▶ **Problem description**: Count how many lines in the records below contain the word "each". Reply with the number only.

━━━ Records provided ━━━

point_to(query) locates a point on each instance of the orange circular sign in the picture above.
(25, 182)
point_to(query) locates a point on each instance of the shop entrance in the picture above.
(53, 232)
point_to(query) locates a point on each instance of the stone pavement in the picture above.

━━━
━━━ Records provided ━━━

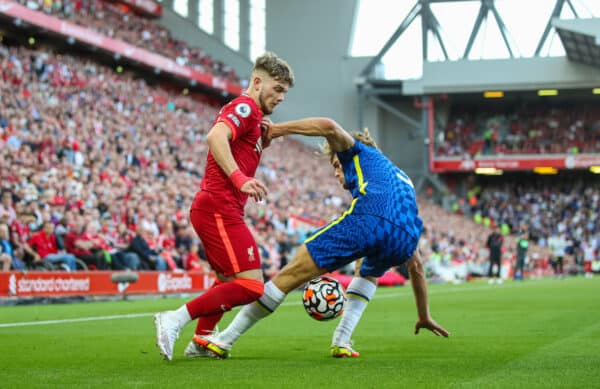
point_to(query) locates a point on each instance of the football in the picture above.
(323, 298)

━━━

▶ **Exercise response**: 4